__Texte fourni__:

↓

Pourtant, si l’on lit attentivement les œuvres complètes du prophète de Toula selon l’ordre de leur date d’apparition, on sera obligé de conclure à une évolution pleinement logique, parfaitement normale. Cette âme a abouti là où elle devait parvenir, là où il fallait de toute évidence qu’elle en arrivât, et ses deux aspects successifs, loin d’être incompatibles comme ils le semblent d’abord, sont en réalité exactement complémentaires.

Il importe en premier lieu de ne pas oublier que Tolstoï incarne en lui toute l’âme russe. Mais comment ne refléterait-il pas aussi un peu de l’âme collective du monde présent ? On ne naît pas seulement sur un certain sol et sous un certain ciel, on naît aussi à une certaine époque. Il serait donc scabreux de se prononcer sur la crise traversée par Tolstoï avant d’avoir scruté si chacun de nous n’en détient pas en soi les germes plus ou moins stérilisés. Il y a un dicton japonais bien suggestif : — Quand tu empoignes un voleur, prends garde d’avoir l’instant d’après à reconnaître en lui ton fils.

↑

__Consigne__:
Répondez à ces questions sur le texte consacré à Tolstoï :
(a) Dans quel ordre faut-il lire les œuvres complètes du prophète de Toula ?
(b) Qu'est-ce que Tolstoï incarne en lui ?
(c) De quelle origine est le dicton cité à la fin ?

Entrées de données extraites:

↓

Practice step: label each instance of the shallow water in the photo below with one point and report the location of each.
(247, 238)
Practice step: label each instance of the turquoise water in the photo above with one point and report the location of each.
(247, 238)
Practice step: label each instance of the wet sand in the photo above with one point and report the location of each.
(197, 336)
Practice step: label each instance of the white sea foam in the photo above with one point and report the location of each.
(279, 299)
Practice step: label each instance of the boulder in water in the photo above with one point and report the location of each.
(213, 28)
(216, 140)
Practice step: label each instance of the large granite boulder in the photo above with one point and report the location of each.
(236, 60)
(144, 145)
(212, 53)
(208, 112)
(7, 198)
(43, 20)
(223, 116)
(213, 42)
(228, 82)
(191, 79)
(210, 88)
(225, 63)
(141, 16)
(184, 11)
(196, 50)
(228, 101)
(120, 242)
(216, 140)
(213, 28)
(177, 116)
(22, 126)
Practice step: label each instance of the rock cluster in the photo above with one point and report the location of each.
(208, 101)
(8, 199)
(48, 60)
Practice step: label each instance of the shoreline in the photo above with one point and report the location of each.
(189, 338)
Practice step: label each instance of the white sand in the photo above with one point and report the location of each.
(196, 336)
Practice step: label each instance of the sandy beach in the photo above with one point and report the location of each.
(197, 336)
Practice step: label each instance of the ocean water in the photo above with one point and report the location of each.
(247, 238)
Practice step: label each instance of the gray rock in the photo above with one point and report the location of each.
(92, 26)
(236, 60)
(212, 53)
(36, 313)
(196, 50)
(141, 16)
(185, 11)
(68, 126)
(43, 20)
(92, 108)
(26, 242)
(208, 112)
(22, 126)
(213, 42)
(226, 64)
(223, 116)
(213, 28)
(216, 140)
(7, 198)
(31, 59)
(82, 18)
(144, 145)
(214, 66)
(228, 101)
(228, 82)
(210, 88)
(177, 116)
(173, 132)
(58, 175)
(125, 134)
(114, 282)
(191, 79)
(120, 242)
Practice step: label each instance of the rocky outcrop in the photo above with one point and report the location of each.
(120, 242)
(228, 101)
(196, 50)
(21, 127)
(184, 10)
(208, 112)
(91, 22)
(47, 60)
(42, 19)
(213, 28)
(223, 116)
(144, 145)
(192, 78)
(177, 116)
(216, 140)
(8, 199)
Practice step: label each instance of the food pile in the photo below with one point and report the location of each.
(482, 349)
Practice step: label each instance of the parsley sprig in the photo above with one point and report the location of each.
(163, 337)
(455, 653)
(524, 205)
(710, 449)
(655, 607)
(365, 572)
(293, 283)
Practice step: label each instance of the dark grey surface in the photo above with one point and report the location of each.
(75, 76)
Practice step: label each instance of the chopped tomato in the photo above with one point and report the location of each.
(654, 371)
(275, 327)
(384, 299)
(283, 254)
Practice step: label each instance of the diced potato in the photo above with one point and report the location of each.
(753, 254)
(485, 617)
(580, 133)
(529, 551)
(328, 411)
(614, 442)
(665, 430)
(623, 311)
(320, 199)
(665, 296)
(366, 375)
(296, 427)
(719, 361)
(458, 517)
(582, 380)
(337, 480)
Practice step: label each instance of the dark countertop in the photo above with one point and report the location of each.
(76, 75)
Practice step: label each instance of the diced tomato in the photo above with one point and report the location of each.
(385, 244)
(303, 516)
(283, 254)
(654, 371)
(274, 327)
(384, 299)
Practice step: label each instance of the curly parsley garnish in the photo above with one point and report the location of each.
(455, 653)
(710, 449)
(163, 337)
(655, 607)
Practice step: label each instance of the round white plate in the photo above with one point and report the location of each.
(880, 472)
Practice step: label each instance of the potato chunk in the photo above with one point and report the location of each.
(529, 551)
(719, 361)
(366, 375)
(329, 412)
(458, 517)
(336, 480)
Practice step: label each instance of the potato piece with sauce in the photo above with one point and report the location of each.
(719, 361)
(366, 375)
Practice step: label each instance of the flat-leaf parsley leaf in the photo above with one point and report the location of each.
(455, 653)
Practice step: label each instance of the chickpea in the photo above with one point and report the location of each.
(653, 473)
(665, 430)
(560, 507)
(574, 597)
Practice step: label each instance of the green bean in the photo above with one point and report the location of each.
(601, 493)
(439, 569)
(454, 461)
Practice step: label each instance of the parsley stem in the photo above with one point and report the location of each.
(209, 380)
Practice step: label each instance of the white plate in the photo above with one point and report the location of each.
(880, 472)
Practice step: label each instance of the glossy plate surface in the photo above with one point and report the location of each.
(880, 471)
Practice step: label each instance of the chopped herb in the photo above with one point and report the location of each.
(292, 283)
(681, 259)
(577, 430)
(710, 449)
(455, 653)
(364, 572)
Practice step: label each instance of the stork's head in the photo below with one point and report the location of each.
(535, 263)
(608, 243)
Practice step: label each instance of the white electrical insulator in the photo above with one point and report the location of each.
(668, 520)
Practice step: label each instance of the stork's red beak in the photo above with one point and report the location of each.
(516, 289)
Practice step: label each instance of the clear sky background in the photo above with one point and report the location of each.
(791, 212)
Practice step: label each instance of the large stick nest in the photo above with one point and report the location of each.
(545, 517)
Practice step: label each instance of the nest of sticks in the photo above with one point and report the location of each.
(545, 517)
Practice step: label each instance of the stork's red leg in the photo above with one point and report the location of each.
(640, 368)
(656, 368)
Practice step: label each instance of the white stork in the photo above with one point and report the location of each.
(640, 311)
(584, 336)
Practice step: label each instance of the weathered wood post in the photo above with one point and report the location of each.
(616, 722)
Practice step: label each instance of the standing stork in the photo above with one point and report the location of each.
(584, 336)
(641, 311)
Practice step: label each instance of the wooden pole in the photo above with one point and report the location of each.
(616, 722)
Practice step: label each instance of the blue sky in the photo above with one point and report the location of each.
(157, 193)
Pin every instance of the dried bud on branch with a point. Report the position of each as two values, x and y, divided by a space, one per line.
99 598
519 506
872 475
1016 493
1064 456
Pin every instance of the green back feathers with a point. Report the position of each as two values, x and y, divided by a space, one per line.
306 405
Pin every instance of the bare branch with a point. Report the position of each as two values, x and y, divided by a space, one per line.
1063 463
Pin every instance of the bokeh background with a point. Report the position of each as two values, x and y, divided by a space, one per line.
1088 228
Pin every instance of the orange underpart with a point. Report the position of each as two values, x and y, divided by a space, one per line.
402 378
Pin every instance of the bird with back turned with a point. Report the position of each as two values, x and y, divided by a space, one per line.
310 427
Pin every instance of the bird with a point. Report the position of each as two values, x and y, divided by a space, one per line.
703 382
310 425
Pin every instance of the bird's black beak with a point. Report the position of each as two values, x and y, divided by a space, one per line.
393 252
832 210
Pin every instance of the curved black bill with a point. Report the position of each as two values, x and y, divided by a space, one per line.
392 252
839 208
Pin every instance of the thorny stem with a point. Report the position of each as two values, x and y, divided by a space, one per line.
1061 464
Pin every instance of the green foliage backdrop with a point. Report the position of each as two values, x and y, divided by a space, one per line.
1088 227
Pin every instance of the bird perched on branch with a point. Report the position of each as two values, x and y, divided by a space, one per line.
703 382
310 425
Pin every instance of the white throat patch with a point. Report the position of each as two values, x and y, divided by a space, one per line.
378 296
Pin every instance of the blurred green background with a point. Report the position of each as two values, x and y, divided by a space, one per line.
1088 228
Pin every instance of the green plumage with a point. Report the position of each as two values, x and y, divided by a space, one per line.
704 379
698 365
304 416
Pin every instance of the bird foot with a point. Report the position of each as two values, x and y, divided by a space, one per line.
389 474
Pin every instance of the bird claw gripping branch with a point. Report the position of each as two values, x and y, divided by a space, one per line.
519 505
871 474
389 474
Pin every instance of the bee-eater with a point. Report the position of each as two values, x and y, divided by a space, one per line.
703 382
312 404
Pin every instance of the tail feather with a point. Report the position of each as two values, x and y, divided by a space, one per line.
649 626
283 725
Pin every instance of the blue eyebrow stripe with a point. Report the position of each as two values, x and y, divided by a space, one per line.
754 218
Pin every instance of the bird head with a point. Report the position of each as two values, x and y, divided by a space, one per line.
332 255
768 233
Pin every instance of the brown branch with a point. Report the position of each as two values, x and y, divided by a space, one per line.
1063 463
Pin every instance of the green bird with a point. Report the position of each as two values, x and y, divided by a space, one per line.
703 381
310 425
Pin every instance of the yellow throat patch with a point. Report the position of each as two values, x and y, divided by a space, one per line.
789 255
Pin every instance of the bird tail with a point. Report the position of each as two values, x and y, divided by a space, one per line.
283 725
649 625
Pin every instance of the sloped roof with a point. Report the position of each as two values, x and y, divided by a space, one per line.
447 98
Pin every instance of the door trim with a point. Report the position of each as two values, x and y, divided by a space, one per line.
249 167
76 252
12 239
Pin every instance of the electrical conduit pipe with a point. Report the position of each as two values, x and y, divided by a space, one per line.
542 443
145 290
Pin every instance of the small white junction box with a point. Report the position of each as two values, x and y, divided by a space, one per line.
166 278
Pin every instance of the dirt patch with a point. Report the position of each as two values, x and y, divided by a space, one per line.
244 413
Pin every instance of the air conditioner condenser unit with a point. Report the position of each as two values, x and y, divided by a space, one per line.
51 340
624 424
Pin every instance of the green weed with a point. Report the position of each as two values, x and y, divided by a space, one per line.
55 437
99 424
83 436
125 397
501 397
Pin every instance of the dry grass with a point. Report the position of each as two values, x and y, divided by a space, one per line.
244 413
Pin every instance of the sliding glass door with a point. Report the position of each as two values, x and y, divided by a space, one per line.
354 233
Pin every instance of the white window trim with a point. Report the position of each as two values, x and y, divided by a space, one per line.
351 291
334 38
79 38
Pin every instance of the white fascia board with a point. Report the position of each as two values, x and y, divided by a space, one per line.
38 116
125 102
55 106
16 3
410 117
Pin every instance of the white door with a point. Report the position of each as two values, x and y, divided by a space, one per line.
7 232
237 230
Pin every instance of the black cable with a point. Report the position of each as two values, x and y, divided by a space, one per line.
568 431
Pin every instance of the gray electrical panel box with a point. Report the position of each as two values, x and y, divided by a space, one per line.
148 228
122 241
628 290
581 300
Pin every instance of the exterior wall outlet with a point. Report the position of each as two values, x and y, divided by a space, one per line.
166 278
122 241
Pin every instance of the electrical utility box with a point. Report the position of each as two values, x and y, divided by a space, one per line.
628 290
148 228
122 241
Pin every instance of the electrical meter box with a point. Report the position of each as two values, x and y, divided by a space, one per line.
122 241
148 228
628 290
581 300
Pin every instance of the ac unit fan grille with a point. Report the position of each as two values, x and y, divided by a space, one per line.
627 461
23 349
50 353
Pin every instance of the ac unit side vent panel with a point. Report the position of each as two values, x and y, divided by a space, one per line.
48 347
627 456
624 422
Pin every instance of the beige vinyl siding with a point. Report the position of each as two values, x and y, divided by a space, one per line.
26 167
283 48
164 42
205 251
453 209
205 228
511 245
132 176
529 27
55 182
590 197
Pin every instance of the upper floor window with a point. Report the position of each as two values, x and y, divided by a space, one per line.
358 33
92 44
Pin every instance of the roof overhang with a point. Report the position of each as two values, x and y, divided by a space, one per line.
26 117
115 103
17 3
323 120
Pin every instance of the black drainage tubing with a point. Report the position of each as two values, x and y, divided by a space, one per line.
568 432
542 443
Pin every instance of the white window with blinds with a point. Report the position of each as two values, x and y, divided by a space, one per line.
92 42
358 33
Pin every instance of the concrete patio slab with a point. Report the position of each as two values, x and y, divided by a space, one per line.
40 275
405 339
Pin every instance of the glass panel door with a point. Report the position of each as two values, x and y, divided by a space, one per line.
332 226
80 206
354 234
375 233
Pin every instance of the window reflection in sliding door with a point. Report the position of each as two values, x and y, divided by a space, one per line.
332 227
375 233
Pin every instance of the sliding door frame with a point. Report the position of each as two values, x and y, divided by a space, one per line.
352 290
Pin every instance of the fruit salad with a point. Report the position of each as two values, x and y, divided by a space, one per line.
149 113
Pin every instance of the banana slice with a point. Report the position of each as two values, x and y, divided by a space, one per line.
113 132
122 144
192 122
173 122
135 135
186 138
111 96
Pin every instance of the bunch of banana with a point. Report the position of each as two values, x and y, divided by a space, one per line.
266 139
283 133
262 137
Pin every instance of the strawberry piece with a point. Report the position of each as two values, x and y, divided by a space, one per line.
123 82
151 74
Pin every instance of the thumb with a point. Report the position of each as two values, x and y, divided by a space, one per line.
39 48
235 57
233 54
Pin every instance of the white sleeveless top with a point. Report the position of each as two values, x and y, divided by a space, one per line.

↑

__Résultat de l'exercice__:
(a) Selon l'ordre de leur date d'apparition.
(b) Toute l'âme russe.
(c) Japonaise.